To do >>
Copy out again, unchanged, the listing below from the line that has "Where can the grass mowing" through the line that has "Where can the stadium roof lighting".

(Data shown)

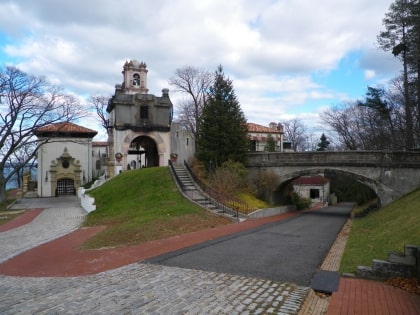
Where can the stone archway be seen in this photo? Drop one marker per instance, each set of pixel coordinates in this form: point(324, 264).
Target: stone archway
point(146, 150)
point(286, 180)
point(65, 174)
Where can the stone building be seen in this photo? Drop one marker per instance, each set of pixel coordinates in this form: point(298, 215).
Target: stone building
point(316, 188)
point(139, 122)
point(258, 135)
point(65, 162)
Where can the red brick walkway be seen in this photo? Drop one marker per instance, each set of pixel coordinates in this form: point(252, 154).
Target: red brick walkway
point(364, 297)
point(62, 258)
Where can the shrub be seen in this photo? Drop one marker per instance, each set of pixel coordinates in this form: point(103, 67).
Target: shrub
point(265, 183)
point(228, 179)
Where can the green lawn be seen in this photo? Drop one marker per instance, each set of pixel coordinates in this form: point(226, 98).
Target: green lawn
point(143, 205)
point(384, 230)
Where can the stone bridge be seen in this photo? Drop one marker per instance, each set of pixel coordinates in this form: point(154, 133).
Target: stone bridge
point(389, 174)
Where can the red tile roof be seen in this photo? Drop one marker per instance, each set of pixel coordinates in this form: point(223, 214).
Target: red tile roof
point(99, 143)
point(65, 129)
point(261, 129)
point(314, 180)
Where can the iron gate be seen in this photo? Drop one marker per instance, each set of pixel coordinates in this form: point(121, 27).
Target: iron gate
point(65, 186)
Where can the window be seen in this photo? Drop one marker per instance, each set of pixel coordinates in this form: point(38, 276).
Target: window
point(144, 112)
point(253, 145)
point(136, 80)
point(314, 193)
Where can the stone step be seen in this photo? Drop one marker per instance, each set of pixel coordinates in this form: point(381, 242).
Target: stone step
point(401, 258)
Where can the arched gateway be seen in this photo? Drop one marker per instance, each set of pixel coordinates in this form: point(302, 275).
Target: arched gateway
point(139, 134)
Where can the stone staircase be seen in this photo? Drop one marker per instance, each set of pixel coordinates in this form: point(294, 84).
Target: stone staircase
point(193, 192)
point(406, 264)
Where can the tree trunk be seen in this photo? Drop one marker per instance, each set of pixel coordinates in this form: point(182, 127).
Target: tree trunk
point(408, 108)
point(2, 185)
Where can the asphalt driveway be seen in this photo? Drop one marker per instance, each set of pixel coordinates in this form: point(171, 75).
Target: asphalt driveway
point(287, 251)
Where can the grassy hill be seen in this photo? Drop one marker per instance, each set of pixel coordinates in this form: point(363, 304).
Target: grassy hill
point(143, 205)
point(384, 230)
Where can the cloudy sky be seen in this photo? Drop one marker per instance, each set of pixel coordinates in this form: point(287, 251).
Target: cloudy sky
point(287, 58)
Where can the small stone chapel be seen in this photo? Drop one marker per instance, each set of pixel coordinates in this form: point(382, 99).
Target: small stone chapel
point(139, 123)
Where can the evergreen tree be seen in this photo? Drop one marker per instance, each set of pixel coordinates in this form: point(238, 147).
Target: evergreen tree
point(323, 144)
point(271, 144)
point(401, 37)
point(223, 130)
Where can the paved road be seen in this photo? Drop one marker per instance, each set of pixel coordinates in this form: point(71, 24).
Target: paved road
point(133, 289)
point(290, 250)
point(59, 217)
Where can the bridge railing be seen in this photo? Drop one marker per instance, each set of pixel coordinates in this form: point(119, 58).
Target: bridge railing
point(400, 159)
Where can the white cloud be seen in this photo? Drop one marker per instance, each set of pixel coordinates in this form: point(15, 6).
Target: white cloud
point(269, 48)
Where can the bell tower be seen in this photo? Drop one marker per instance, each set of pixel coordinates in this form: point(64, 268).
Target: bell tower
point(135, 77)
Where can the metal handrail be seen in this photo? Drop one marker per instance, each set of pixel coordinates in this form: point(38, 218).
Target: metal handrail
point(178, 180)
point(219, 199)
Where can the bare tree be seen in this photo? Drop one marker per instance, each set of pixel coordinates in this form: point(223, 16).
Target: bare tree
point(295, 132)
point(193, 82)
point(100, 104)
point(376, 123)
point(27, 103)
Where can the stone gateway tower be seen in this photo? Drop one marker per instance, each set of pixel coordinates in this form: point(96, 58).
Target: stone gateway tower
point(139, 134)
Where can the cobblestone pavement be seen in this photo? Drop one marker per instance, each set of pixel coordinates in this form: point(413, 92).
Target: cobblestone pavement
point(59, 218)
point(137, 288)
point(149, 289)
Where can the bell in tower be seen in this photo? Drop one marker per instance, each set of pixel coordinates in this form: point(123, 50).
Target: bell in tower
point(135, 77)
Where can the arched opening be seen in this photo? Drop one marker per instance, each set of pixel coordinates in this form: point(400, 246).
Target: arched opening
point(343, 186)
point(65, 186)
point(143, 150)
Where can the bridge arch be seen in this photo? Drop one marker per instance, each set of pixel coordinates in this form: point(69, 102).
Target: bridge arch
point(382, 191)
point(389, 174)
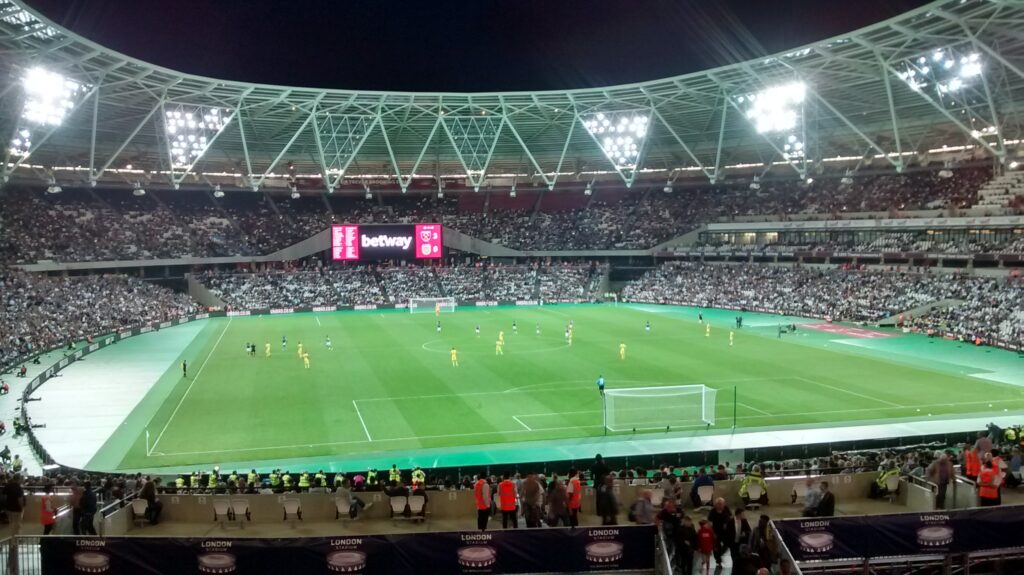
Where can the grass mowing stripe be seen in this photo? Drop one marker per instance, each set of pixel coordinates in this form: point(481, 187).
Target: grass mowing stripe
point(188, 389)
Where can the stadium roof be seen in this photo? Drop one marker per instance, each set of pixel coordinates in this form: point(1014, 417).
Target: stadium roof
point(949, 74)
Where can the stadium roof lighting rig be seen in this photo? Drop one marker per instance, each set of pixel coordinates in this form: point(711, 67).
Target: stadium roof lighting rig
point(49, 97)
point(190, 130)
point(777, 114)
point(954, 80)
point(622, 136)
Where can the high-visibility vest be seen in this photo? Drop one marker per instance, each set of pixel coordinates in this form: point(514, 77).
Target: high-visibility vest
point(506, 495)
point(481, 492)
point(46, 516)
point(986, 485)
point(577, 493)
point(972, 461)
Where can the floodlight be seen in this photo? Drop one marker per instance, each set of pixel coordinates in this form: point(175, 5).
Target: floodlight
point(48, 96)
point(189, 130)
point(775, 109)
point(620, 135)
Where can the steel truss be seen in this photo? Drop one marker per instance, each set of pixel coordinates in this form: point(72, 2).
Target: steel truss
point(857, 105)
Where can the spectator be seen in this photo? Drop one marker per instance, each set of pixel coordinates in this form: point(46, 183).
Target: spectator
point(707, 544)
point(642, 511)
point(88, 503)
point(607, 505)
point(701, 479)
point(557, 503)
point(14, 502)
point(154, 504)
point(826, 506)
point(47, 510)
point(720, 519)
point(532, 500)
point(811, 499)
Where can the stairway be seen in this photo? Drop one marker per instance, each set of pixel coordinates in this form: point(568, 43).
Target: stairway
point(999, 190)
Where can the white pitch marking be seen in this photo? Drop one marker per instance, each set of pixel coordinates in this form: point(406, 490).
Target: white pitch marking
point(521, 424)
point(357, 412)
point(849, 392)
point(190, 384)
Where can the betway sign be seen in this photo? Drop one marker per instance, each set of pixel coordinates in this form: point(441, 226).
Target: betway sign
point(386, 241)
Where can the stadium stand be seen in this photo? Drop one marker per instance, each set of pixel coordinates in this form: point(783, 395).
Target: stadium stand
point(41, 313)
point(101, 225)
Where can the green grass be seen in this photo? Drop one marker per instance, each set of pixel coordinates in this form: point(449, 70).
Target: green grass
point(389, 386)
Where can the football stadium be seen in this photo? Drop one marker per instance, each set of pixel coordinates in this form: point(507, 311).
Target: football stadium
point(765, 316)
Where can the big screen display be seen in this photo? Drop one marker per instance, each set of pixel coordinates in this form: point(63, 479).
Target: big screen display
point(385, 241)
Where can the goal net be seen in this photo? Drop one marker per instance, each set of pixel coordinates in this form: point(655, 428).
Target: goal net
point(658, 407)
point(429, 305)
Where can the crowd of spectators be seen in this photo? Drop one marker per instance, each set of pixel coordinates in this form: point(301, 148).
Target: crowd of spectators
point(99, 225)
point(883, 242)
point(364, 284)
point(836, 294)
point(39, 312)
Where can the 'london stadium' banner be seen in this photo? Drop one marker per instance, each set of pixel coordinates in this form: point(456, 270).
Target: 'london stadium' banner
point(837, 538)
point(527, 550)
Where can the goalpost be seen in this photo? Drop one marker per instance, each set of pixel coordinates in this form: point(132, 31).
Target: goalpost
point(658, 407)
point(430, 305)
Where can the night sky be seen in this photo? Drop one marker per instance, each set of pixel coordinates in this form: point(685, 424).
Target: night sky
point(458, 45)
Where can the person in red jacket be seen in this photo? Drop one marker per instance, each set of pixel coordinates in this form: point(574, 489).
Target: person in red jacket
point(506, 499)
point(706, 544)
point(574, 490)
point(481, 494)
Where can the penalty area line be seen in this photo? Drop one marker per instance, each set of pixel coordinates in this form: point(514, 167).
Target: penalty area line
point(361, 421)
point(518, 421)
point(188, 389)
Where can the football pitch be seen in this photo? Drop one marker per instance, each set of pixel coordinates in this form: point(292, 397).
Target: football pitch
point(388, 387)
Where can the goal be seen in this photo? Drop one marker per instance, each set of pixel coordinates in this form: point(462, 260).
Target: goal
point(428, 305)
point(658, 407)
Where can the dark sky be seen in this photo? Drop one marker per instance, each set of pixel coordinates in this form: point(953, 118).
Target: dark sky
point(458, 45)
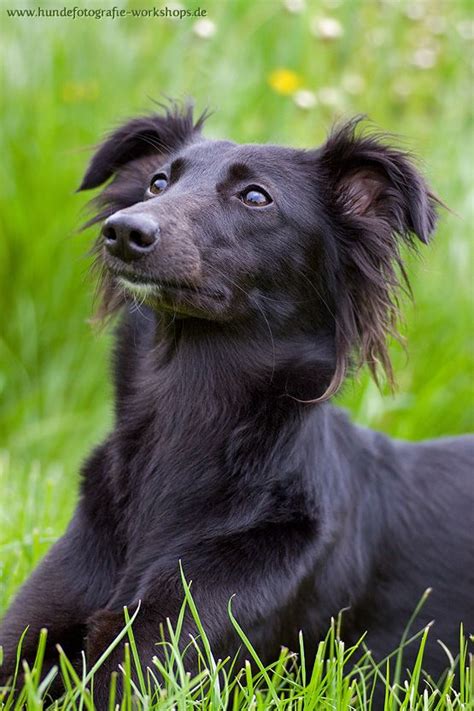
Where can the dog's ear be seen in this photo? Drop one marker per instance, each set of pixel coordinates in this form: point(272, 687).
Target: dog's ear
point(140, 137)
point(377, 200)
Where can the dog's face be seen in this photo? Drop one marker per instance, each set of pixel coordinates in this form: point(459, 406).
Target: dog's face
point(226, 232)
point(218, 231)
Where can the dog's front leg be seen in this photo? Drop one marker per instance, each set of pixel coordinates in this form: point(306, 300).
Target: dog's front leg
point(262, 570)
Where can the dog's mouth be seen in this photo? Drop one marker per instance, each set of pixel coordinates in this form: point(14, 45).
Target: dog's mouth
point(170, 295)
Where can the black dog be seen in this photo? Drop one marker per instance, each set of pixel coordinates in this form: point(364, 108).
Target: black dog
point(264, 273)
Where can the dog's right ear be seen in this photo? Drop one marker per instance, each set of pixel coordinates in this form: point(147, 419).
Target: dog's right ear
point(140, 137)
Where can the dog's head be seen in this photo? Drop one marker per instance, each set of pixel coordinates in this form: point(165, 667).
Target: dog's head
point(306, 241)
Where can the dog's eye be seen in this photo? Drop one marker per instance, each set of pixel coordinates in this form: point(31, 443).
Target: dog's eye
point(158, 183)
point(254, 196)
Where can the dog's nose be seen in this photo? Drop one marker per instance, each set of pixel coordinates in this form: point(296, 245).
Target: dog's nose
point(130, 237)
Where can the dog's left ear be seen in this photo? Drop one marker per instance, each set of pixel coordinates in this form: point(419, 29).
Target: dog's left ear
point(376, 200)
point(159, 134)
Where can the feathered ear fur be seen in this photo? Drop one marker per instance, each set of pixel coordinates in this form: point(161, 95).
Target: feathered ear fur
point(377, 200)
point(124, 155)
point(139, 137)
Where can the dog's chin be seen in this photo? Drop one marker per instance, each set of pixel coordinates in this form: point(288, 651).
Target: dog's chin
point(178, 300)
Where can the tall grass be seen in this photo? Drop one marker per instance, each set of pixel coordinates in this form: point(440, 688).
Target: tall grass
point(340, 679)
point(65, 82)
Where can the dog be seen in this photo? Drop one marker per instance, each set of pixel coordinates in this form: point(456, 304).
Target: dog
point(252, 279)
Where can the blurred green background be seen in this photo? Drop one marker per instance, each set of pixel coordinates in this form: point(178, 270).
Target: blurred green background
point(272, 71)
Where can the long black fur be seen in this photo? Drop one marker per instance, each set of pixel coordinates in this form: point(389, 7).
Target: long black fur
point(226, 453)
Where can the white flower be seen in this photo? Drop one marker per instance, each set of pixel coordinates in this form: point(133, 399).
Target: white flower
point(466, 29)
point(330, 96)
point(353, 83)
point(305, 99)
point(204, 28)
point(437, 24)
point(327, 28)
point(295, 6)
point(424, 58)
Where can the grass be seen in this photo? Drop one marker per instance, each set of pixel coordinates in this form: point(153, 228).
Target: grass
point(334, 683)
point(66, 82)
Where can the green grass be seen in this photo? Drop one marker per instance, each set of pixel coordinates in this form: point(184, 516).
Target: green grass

(End Data shown)

Finished task >>
Where can the grass mowing stripe be seen in this photo? Drop one marker per instance, each set of pixel coordinates in this form: point(481, 187).
Target: grass mowing stripe
point(188, 389)
Where can the stadium roof be seen in this photo? Drop one marker per instance, each set of pixel coordinates in this form: point(1014, 417).
Target: stadium roof
point(949, 74)
Where can the stadium roof lighting rig be seen in this photo? Drop one marker per instance, each set of pixel coordinates in this form: point(711, 67).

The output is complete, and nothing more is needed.